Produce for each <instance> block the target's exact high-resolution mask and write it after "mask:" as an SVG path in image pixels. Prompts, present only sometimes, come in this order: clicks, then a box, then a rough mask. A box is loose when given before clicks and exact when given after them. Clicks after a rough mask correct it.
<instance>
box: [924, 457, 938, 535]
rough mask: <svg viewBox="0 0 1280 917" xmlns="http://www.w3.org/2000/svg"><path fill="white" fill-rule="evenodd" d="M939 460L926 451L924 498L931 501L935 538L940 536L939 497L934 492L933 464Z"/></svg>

* * *

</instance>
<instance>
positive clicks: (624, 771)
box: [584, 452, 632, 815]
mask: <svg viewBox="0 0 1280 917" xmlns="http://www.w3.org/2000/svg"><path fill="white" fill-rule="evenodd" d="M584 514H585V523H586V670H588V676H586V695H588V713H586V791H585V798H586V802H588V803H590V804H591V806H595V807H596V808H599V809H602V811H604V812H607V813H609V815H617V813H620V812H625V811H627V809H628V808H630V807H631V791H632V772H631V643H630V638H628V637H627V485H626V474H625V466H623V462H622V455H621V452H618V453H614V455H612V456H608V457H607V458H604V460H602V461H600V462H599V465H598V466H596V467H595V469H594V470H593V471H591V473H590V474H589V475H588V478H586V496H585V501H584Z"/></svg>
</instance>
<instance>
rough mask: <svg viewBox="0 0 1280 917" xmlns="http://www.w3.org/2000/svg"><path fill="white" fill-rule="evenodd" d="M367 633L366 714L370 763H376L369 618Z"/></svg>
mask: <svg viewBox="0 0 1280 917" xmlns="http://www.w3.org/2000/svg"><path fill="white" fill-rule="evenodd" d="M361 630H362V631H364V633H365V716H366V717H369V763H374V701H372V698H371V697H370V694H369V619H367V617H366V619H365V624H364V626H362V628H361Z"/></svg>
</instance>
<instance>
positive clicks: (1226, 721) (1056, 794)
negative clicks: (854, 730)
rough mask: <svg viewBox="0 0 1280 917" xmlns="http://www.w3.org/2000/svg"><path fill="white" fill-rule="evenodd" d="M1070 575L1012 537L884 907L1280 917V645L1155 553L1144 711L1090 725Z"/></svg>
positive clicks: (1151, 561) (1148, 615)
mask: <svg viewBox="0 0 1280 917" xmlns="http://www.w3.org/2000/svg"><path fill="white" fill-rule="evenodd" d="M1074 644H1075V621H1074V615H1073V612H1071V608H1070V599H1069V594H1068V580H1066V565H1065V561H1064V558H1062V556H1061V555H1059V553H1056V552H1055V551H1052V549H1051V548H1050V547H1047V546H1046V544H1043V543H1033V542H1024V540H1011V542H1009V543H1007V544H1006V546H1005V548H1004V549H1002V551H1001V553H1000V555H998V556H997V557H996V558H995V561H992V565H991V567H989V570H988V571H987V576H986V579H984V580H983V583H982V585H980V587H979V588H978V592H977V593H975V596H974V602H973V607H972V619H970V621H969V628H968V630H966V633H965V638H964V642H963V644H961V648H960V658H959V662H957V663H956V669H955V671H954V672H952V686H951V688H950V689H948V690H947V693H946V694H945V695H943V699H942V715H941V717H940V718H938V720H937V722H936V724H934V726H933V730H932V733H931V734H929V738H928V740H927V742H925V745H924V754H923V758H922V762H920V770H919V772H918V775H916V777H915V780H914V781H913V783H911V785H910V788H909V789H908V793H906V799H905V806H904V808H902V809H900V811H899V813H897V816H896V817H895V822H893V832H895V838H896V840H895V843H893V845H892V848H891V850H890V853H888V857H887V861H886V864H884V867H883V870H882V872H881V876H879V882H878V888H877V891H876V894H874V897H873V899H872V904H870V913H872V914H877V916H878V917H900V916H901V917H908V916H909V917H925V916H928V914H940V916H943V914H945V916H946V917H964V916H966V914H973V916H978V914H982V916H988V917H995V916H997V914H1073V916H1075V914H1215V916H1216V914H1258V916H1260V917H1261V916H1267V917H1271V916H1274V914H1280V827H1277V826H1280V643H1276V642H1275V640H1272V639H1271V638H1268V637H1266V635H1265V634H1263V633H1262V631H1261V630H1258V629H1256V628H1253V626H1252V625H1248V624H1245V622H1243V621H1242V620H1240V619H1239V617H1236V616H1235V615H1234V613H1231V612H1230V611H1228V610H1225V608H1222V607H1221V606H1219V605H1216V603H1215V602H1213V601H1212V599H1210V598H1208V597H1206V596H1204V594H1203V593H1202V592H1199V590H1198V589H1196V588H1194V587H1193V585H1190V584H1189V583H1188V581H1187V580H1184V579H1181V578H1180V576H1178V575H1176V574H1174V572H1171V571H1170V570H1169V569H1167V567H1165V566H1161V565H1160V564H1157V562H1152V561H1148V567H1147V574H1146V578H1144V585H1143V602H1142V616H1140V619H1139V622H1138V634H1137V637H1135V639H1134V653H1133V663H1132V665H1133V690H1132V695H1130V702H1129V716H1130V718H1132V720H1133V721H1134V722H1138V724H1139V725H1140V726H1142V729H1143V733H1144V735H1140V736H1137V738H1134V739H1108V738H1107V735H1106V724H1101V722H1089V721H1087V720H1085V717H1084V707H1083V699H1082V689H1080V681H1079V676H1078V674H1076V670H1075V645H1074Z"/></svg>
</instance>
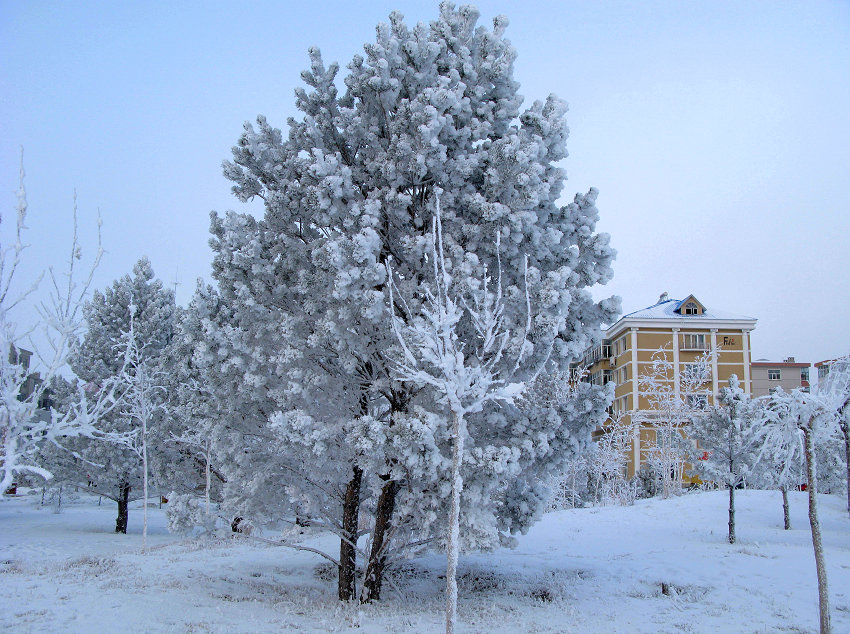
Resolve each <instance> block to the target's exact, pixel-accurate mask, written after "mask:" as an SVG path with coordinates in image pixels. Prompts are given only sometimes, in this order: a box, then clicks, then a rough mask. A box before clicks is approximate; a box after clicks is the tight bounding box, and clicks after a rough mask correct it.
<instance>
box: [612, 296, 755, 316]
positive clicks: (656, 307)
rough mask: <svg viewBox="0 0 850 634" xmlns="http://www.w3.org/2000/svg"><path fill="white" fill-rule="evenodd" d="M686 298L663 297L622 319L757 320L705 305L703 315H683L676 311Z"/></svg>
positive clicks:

=== ACTIVITY ===
The expected output is every line of the records in which the string "only" appears.

=== ANSWER TO THE EXERCISE ===
Produce for each <instance> block the target's exact high-resolution mask and write it after "mask:" as an SVG path in image pixels. Prompts, present only sometimes, come in this order: clicks, then a box, then a rough mask. A box is loose when given before clicks and exact when given after them. Clicks after a rough mask correct it.
Resolve each <instance> block to the target's exact, pixel-accurate mask, written after "mask:" as an SVG path with coordinates in image pixels. Prompts are given only sometimes, in this order: a box, then clicks, then a rough mask. A box before clicks is approximate; a box after clicks is the tight bounding box, and clicks after a rough mask correct it.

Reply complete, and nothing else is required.